# WHAT YOU ARE ASKED TO DO
Reproduce all of the records below line for line, leaving the pictures out.

## begin RECORDS PROVIDED

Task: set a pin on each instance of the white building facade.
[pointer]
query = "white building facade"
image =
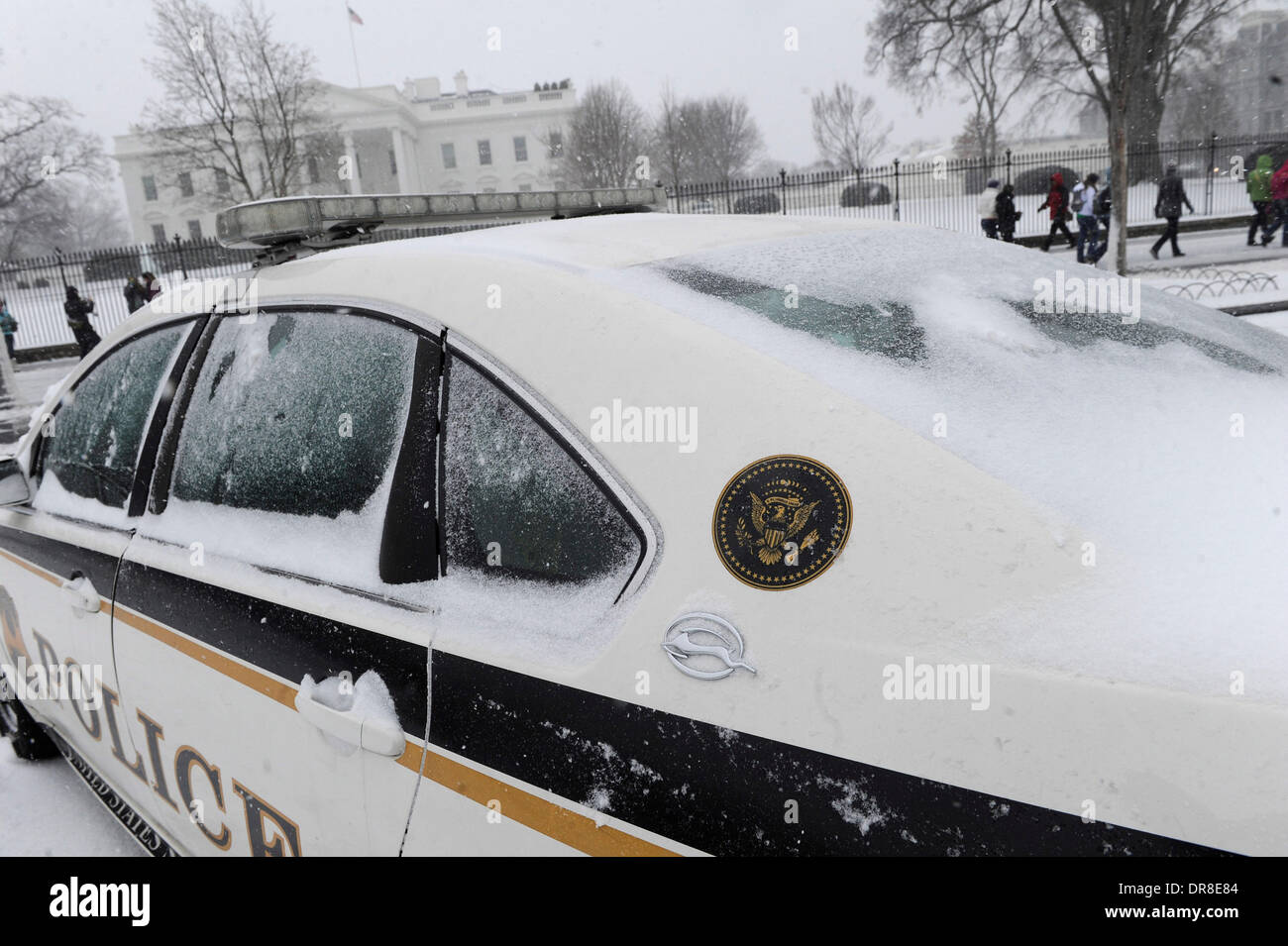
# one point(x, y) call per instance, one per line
point(415, 139)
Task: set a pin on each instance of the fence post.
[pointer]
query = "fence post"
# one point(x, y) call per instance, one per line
point(178, 246)
point(1207, 174)
point(897, 188)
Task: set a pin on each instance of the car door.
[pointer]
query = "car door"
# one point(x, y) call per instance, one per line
point(542, 556)
point(278, 686)
point(59, 553)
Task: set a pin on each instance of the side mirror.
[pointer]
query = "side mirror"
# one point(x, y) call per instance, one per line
point(14, 488)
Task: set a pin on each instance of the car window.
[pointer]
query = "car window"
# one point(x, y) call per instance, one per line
point(516, 503)
point(90, 447)
point(288, 442)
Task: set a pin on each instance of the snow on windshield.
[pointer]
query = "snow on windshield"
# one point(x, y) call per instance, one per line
point(1166, 441)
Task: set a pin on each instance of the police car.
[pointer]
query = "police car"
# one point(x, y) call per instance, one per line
point(656, 534)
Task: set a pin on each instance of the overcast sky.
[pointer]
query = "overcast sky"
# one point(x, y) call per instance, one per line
point(91, 52)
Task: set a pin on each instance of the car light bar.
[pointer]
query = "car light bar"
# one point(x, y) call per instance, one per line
point(320, 222)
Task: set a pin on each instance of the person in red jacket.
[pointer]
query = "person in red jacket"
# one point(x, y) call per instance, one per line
point(1279, 198)
point(1057, 200)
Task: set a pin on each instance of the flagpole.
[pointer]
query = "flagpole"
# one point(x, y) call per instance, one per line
point(353, 46)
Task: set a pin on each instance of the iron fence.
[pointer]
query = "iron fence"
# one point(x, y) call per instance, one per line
point(944, 192)
point(34, 288)
point(934, 190)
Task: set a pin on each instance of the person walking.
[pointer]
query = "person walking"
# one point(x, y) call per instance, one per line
point(1258, 192)
point(77, 319)
point(151, 287)
point(8, 325)
point(1006, 213)
point(1279, 206)
point(988, 207)
point(134, 295)
point(1104, 209)
point(1057, 202)
point(1171, 196)
point(1083, 203)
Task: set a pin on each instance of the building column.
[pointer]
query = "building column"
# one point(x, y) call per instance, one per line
point(355, 180)
point(404, 175)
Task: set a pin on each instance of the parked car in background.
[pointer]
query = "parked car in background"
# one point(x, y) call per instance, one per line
point(864, 194)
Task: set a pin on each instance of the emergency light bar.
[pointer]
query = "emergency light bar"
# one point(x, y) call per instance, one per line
point(322, 222)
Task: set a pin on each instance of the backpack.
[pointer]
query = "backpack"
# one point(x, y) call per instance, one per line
point(1080, 198)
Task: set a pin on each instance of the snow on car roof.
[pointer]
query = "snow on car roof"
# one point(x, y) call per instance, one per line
point(1159, 442)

## end RECORDS PROVIDED

# TASK RESULT
Task: set a pin on each instance of the white building facade.
[pointer]
query = "white building facade"
image =
# one point(x, y) call per instance, one per line
point(415, 139)
Task: set a pin on each instance of the fence post.
[pointer]
query = "fence post"
# one point(x, y) call per instance, one per line
point(178, 246)
point(1207, 174)
point(897, 188)
Task: set a pin on each instance of the car door.
[pointer]
query = "car door"
# one point(x, y) call per instance, one per line
point(542, 556)
point(278, 686)
point(59, 553)
Task: set a pin on each instance of the side mirror.
[pointer]
query = "side mirror"
# one point(x, y) call per instance, one per line
point(14, 488)
Task: set a pin on each instance of the car window.
[pointer]
query = "car window"
# one point(x, y) call per instance, one per line
point(516, 503)
point(90, 447)
point(288, 442)
Task: set a pin on each instance of the snow on windshield.
[pointer]
query = "snow on windshield"
# one point(x, y) call per instance, one per line
point(1166, 441)
Task: set a pin on each instance of the police car.
[pointer]
query = "police car"
# one point(x, y) call per instance, one per line
point(656, 534)
Task: set a pin on each instance of the overcast sky.
[pointer]
query = "overcast sky"
# one point(x, y) call per instance, one per line
point(91, 52)
Task: set a pin on each instance of the car light bar.
[pointer]
query = "car light bar"
# one point(x, y) call per instance, one per line
point(320, 222)
Task: set a pin on each instance of the person in red jacket.
[pointer]
query = "person in red jacket"
# one point(x, y) call per instance, one per line
point(1279, 198)
point(1057, 200)
Task: set a pin on each instance of the flagpole.
[pointer]
query = "flagpole"
# one point(x, y) call per instance, one per line
point(353, 46)
Task: set a pin on each instance of the iron fence.
[pointer]
query = "iron fence"
# one point(x, y) call per instance, one per line
point(944, 192)
point(34, 288)
point(934, 190)
Task: set a pin on each instance of the person walking.
[pointer]
query = "person walking"
# one point(x, y) call per instance, one per line
point(1258, 192)
point(77, 319)
point(151, 287)
point(8, 325)
point(1006, 213)
point(1279, 206)
point(988, 207)
point(134, 295)
point(1104, 209)
point(1057, 202)
point(1171, 196)
point(1083, 203)
Task: set a pin on each instance of the building column.
[pointer]
query = "building column"
# one point(x, y) call per instance, one per line
point(355, 180)
point(404, 175)
Task: set a pin on each instance of the parked car in background.
[pointer]
query = "parked car in background"
# one point(x, y) call per instance, one per line
point(864, 194)
Task: set a pin on each instance of the emergency light bar.
[pointer]
query = "emergency light bar"
# one point(x, y) call per instance, one per line
point(322, 222)
Task: set a pin on each instance of the backpack.
[pointer]
query = "backpack"
# one point(x, y) call per instance, one per line
point(1080, 198)
Task: set a pin on each instance of the snow on car roof.
[pointer]
query = "snow on car roof"
# one point(x, y) call per instance, one per line
point(1159, 442)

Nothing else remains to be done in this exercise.